§ **Collected data entries**:
.....
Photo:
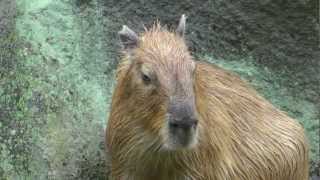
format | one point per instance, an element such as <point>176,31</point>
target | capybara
<point>174,118</point>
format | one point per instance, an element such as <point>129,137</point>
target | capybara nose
<point>186,123</point>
.....
§ **Work instructions**:
Pull every line containing the string "format" out of the data above and copy it.

§ **Solution**:
format | one point per instance, an element such as <point>176,31</point>
format | one point per instance, an element such as <point>129,137</point>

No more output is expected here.